- WORK INSTRUCTIONS: Report how many lines of the entries contain the word "chocolate", matching case exactly, and give only the number.
::: MATERIAL FOR THIS EXERCISE :::
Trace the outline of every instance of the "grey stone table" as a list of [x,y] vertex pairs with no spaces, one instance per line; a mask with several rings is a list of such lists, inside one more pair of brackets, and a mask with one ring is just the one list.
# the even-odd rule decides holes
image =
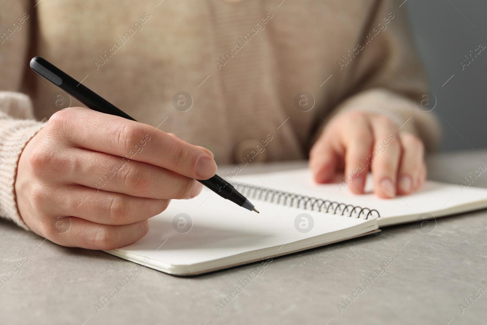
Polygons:
[[[484,158],[487,151],[479,150],[430,157],[430,178],[458,183],[485,166]],[[266,168],[249,165],[242,172]],[[487,173],[474,185],[487,187]],[[0,287],[0,324],[485,324],[487,292],[479,290],[487,289],[486,230],[487,211],[479,211],[439,219],[428,233],[417,223],[383,228],[265,268],[183,278],[146,268],[122,287],[118,281],[137,265],[43,241],[0,221],[0,277],[13,274]],[[364,285],[388,259],[393,261]],[[260,274],[242,286],[256,270]],[[115,286],[119,292],[104,298]],[[237,286],[242,292],[222,304]]]

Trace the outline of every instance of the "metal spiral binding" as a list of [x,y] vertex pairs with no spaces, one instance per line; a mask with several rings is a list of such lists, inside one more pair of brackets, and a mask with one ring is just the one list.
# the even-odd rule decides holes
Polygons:
[[340,203],[334,201],[323,200],[277,190],[271,190],[242,183],[233,183],[232,185],[237,191],[247,198],[257,199],[271,203],[275,202],[277,204],[282,203],[289,207],[293,207],[296,204],[296,207],[297,208],[302,207],[304,209],[316,210],[318,212],[323,211],[325,213],[333,214],[345,215],[345,213],[346,212],[349,217],[352,217],[352,214],[354,214],[356,216],[356,218],[360,218],[363,215],[365,216],[365,219],[368,219],[369,216],[374,215],[373,212],[376,213],[377,217],[380,216],[378,211],[368,208],[362,208],[351,204]]

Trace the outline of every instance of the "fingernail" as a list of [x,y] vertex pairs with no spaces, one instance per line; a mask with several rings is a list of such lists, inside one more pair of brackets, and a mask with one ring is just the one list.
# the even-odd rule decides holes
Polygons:
[[352,180],[350,182],[352,191],[354,193],[362,193],[363,192],[364,185],[365,184],[365,177],[362,175],[359,175]]
[[201,179],[209,178],[216,172],[216,163],[212,159],[205,155],[196,164],[196,175]]
[[399,179],[397,186],[405,193],[409,193],[412,189],[412,179],[408,175],[402,176]]
[[384,178],[380,184],[381,189],[386,195],[389,197],[394,197],[395,196],[395,192],[394,191],[395,186],[392,181],[388,177]]
[[193,191],[191,192],[191,195],[189,195],[189,197],[187,198],[188,199],[192,199],[201,192],[201,189],[203,187],[203,184],[201,184],[199,182],[196,182],[196,184],[194,186],[194,188],[193,189]]

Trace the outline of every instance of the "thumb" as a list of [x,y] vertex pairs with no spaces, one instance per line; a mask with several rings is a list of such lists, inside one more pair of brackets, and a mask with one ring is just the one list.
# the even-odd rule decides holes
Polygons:
[[339,157],[329,137],[323,134],[310,151],[309,166],[317,183],[336,181]]

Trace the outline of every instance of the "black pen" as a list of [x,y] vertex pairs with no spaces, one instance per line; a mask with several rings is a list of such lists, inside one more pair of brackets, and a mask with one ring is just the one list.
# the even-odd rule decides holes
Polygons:
[[[86,105],[88,108],[102,113],[136,120],[45,59],[40,57],[33,57],[30,66],[34,71]],[[208,179],[197,180],[222,197],[230,200],[248,210],[259,213],[245,196],[218,175]]]

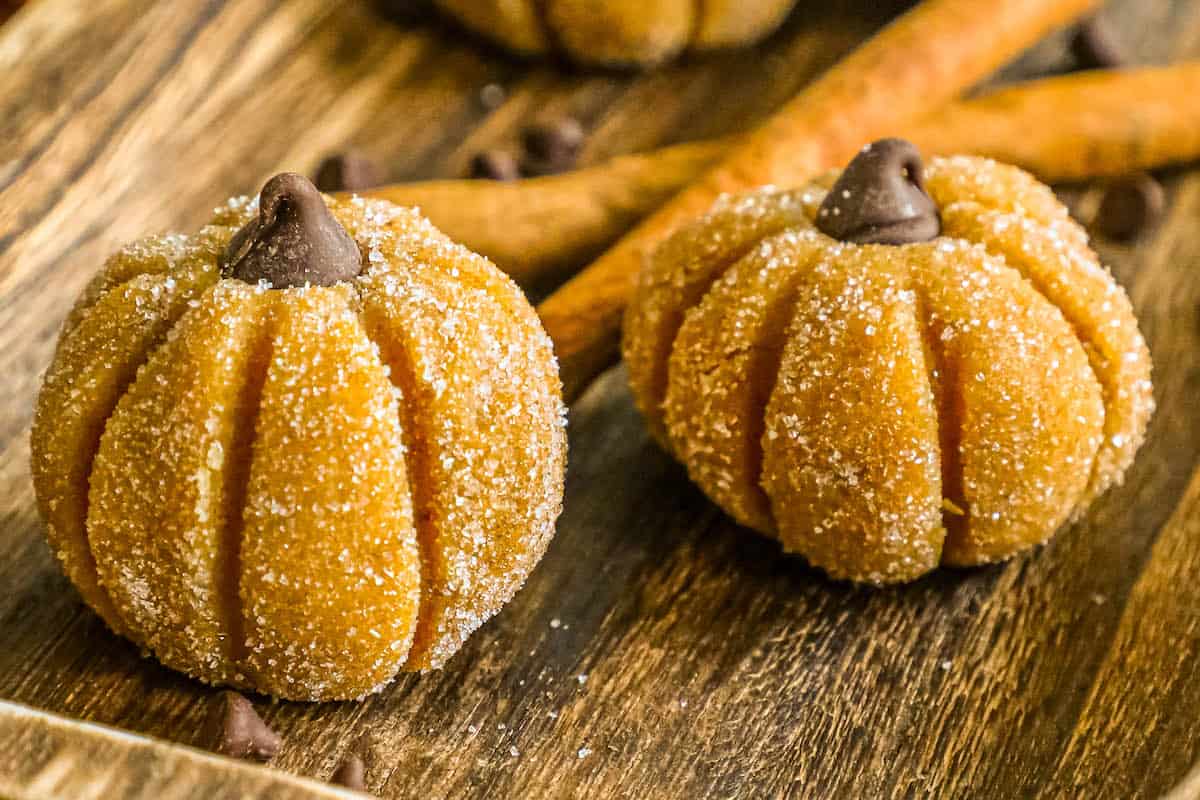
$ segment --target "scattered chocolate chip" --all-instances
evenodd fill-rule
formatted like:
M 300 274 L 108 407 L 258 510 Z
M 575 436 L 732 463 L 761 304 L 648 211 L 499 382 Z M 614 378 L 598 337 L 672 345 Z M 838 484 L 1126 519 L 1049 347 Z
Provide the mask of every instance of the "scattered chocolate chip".
M 356 789 L 358 792 L 366 792 L 367 789 L 367 768 L 362 763 L 362 759 L 354 753 L 348 753 L 342 763 L 337 765 L 334 770 L 334 775 L 329 778 L 330 783 L 336 783 L 338 786 L 344 786 L 348 789 Z
M 1069 47 L 1082 70 L 1109 70 L 1126 62 L 1112 30 L 1099 17 L 1088 17 L 1076 25 Z
M 929 241 L 942 230 L 925 193 L 920 154 L 904 139 L 880 139 L 863 148 L 817 211 L 817 228 L 859 245 Z
M 490 83 L 479 90 L 479 102 L 487 110 L 499 108 L 508 97 L 509 92 L 504 91 L 504 86 L 498 83 Z
M 1165 207 L 1166 193 L 1153 176 L 1127 175 L 1104 187 L 1092 225 L 1115 241 L 1132 241 L 1154 228 Z
M 233 235 L 221 273 L 275 289 L 329 287 L 362 270 L 359 246 L 304 175 L 281 173 L 258 196 L 258 216 Z
M 204 741 L 223 756 L 259 762 L 270 760 L 280 751 L 278 734 L 266 727 L 250 700 L 228 690 L 209 708 Z
M 521 178 L 521 166 L 508 150 L 485 150 L 470 160 L 470 176 L 493 181 L 515 181 Z
M 583 126 L 574 116 L 527 127 L 521 134 L 526 172 L 550 175 L 572 168 L 584 137 Z
M 358 150 L 347 150 L 320 162 L 313 182 L 322 192 L 361 192 L 383 184 L 383 170 Z

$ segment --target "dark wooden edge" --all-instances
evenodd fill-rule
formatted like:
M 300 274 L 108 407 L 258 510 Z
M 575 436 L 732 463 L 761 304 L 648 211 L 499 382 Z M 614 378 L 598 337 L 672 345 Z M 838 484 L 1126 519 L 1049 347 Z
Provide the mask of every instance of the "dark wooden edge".
M 0 700 L 0 798 L 362 798 L 326 783 Z

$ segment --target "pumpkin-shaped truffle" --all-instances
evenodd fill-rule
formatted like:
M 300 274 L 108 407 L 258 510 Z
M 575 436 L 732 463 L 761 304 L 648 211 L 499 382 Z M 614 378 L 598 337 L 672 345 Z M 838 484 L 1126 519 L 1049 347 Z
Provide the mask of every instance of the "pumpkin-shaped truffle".
M 108 261 L 46 374 L 34 481 L 114 631 L 211 684 L 354 698 L 442 666 L 521 587 L 563 422 L 509 278 L 286 174 Z
M 661 64 L 684 49 L 750 44 L 794 0 L 437 0 L 468 28 L 522 54 L 581 64 Z
M 1120 481 L 1153 409 L 1129 301 L 1049 188 L 870 145 L 722 199 L 625 318 L 654 437 L 737 522 L 836 578 L 1006 559 Z

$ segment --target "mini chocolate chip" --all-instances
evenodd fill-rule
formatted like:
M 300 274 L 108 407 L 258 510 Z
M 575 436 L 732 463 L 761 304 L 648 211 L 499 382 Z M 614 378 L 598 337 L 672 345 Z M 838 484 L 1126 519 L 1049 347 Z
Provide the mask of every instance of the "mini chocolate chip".
M 479 90 L 479 102 L 490 112 L 503 106 L 508 97 L 509 92 L 498 83 L 490 83 Z
M 493 181 L 515 181 L 521 178 L 521 167 L 508 150 L 485 150 L 470 160 L 469 174 Z
M 366 792 L 367 788 L 367 768 L 362 763 L 362 759 L 354 753 L 347 753 L 342 763 L 337 765 L 334 770 L 334 775 L 329 778 L 330 783 L 337 783 L 338 786 L 344 786 L 348 789 L 356 789 L 359 792 Z
M 1153 176 L 1126 175 L 1104 187 L 1092 225 L 1115 241 L 1132 241 L 1157 225 L 1165 207 L 1166 193 Z
M 383 184 L 383 170 L 368 156 L 347 150 L 320 162 L 313 182 L 322 192 L 361 192 Z
M 254 706 L 233 691 L 221 692 L 204 723 L 204 742 L 214 752 L 266 762 L 280 752 L 280 736 L 266 727 Z
M 527 127 L 521 134 L 526 170 L 550 175 L 571 169 L 583 149 L 584 137 L 583 126 L 572 116 Z
M 920 154 L 904 139 L 863 148 L 817 211 L 817 228 L 859 245 L 929 241 L 942 230 L 937 205 L 925 193 Z
M 1112 29 L 1099 17 L 1088 17 L 1075 26 L 1070 54 L 1082 70 L 1109 70 L 1126 62 Z
M 275 289 L 330 287 L 362 270 L 362 254 L 304 175 L 281 173 L 258 196 L 258 216 L 229 240 L 221 273 Z

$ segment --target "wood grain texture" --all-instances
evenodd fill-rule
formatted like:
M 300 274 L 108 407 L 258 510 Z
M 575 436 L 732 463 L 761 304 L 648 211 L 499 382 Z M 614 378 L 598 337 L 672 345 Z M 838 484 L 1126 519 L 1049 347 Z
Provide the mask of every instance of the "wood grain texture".
M 145 796 L 148 789 L 161 800 L 364 796 L 287 772 L 0 700 L 0 798 L 103 800 Z
M 18 12 L 0 29 L 0 698 L 196 745 L 212 697 L 80 604 L 34 507 L 38 374 L 119 243 L 191 229 L 344 144 L 422 179 L 461 175 L 542 114 L 586 122 L 587 163 L 744 131 L 878 28 L 884 5 L 811 4 L 756 52 L 641 77 L 506 60 L 361 2 Z M 1200 2 L 1106 13 L 1141 61 L 1200 55 Z M 1062 65 L 1055 37 L 1004 76 Z M 493 112 L 488 83 L 509 90 Z M 361 750 L 389 798 L 1168 792 L 1200 757 L 1200 173 L 1168 185 L 1153 237 L 1102 247 L 1151 343 L 1159 411 L 1124 486 L 1051 545 L 902 589 L 832 583 L 708 504 L 611 371 L 572 408 L 566 511 L 526 589 L 444 672 L 359 704 L 256 698 L 284 738 L 272 766 L 325 778 Z M 1081 191 L 1086 207 L 1096 190 Z M 35 752 L 30 735 L 0 718 L 0 787 L 29 775 L 5 742 Z M 256 786 L 194 780 L 191 796 Z M 140 796 L 158 796 L 152 781 Z

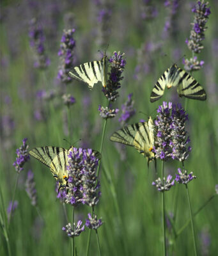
:::
- EXERCISE ANSWER: 4